→ THE REQUEST
Convert all of the material below into a Markdown table with two columns, Row and Line. Number each row and put one line in each, skipping blank lines.

** START OF DATA SECTION **

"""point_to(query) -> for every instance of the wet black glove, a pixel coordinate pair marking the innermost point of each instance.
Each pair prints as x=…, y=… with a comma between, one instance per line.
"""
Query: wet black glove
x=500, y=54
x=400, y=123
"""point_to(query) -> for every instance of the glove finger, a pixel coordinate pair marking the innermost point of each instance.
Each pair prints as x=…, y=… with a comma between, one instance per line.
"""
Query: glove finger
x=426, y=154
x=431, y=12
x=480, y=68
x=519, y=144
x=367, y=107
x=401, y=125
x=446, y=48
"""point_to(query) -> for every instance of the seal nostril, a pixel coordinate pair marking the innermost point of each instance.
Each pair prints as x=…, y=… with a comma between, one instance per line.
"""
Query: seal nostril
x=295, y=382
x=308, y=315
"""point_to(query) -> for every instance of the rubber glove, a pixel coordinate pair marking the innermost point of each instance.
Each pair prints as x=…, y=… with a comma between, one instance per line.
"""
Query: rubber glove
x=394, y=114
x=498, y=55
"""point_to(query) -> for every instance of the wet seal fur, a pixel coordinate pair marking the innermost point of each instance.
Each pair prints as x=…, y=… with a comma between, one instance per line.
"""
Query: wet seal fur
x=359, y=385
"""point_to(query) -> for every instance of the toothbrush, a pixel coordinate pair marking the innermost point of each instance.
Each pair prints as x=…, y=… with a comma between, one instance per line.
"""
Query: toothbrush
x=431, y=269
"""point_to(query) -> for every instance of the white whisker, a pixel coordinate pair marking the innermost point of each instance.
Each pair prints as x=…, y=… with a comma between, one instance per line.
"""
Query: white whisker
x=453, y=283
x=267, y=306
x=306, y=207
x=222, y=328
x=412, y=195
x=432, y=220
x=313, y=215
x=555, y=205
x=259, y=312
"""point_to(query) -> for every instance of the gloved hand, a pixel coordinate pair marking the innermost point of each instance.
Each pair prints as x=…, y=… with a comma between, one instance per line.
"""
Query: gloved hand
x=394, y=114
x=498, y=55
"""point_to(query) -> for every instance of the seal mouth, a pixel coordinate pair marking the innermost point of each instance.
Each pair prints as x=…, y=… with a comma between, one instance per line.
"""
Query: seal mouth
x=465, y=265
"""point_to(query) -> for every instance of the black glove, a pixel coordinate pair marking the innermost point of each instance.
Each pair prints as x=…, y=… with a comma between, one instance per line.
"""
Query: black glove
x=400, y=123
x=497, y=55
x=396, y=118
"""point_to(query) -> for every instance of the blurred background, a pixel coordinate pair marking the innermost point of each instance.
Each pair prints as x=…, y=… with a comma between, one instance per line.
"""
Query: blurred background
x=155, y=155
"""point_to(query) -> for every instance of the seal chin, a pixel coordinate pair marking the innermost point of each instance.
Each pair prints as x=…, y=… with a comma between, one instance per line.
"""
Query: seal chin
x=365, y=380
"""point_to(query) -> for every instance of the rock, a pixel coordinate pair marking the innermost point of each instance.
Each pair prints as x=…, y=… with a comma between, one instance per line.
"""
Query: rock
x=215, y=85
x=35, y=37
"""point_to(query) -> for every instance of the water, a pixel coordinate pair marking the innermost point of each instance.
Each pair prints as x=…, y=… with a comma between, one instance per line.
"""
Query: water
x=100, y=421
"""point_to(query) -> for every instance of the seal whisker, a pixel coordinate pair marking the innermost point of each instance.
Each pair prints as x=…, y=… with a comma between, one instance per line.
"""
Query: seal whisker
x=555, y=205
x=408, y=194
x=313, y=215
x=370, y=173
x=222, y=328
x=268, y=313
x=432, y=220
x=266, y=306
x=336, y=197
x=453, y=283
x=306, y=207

** END OF DATA SECTION **

→ COMPLETE OUTPUT
| Row | Line |
|---|---|
| 1 | """point_to(query) -> for every instance of the wet black glove, a pixel coordinate pair marking the innermost point of each instance. |
| 2 | Each pair prints as x=…, y=… with a comma between, one instance per line. |
| 3 | """ |
| 4 | Query: wet black glove |
| 5 | x=500, y=54 |
| 6 | x=400, y=123 |
| 7 | """point_to(query) -> for every instance of the glove finger, a pixel coordinate pair marking the innermost point of each instance. |
| 8 | Each pair prints as x=…, y=… with a comma between, one instance per line. |
| 9 | """ |
| 10 | Query: glove finger |
| 11 | x=426, y=154 |
| 12 | x=431, y=12 |
| 13 | x=480, y=68 |
| 14 | x=519, y=144 |
| 15 | x=367, y=107 |
| 16 | x=401, y=125 |
| 17 | x=446, y=48 |
| 18 | """point_to(query) -> for every instance of the seal nostril, a pixel coordinate pair marking the innermost point of each instance. |
| 19 | Each pair prints as x=…, y=… with a comma between, one instance per line. |
| 20 | """ |
| 21 | Query: seal nostril |
| 22 | x=295, y=382 |
| 23 | x=308, y=315 |
| 24 | """point_to(query) -> for every instance of the rubber glove, a pixel coordinate pair marking the innermost point of each instance. |
| 25 | Each pair prints as x=…, y=… with a comma between, one instance per line. |
| 26 | """ |
| 27 | Query: rubber glove |
| 28 | x=394, y=114 |
| 29 | x=498, y=55 |
| 30 | """point_to(query) -> for every instance of the wet seal fur, a pixel coordinate pair marking the innermost point of each instance. |
| 31 | Each pair prints as x=…, y=… with a comma between, one instance per line. |
| 32 | """ |
| 33 | Query: wet seal fur |
| 34 | x=359, y=385 |
| 35 | """point_to(query) -> for every instance of the toothbrush, a pixel coordinate pair marking the innermost point of each instance. |
| 36 | Each pair prints as x=…, y=… with a comma between, one instance per line. |
| 37 | """ |
| 38 | Query: toothbrush |
| 39 | x=431, y=269 |
| 40 | """point_to(query) -> for every instance of the white whisker, a pixel coordinate pair marking the innermost point of each instance. |
| 41 | Each pair prints as x=…, y=… with a comma between, one instance per line. |
| 42 | """ |
| 43 | Query: white whisker |
| 44 | x=453, y=283 |
| 45 | x=267, y=306 |
| 46 | x=306, y=207 |
| 47 | x=222, y=328 |
| 48 | x=412, y=195 |
| 49 | x=432, y=220 |
| 50 | x=313, y=215 |
| 51 | x=555, y=205 |
| 52 | x=259, y=312 |
| 53 | """point_to(query) -> for every instance of the gloved hand, a pixel coordinate pair marking the innermost point of each instance. |
| 54 | Each pair prints as x=…, y=… with a comma between, one instance per line. |
| 55 | """ |
| 56 | Query: gloved hand |
| 57 | x=394, y=114 |
| 58 | x=498, y=55 |
| 59 | """point_to(query) -> for every instance of the seal mouth, a pixel coordinate pair marking the innermost point of each instance. |
| 60 | Each pair prints as x=…, y=… with a comma between, one instance per line. |
| 61 | """ |
| 62 | Query: seal mouth |
| 63 | x=465, y=265 |
| 64 | """point_to(query) -> for every instance of the black glove, a pixel coordinate pair marking the innermost point of each instance. |
| 65 | Each pair prints as x=…, y=… with a comma between, one instance per line. |
| 66 | """ |
| 67 | Query: black glove |
| 68 | x=400, y=123 |
| 69 | x=497, y=55 |
| 70 | x=396, y=118 |
| 71 | """point_to(query) -> for every instance of the blurred background, a pixel coordinate pair marking the innermost point of each instance. |
| 72 | Each pair prints as x=…, y=… with a comma between, one instance per line. |
| 73 | """ |
| 74 | Query: blurred background |
| 75 | x=155, y=155 |
| 76 | """point_to(query) -> for every instance of the seal chin, a pixel coordinate pair marking the innermost point of each instance. |
| 77 | Each pair prints as x=…, y=… with a comma between, one instance per line. |
| 78 | """ |
| 79 | Query: seal chin |
| 80 | x=365, y=380 |
| 81 | """point_to(query) -> for every instance of the rock, a pixel coordinate pair marking the innermost point of each instance. |
| 82 | Each pair prints as x=…, y=… with a comma between, one instance per line. |
| 83 | """ |
| 84 | Query: rock |
| 85 | x=215, y=85 |
| 86 | x=35, y=37 |
| 87 | """point_to(query) -> for every instance of the water, a pixel coordinate pair marking the innermost point of each instance. |
| 88 | Each pair prints as x=…, y=… with a comma between, one instance per line. |
| 89 | """ |
| 90 | Query: water |
| 91 | x=100, y=421 |
| 92 | """point_to(query) -> for every instance of the seal whisker, a pixel coordinate pair marking the innermost point of each instance. |
| 93 | Each pair prints as x=…, y=… with a comma between, one instance per line. |
| 94 | """ |
| 95 | Query: seal whisker |
| 96 | x=555, y=205 |
| 97 | x=408, y=194 |
| 98 | x=313, y=215 |
| 99 | x=370, y=173 |
| 100 | x=222, y=328 |
| 101 | x=268, y=313 |
| 102 | x=432, y=220 |
| 103 | x=266, y=306 |
| 104 | x=336, y=197 |
| 105 | x=453, y=283 |
| 106 | x=306, y=207 |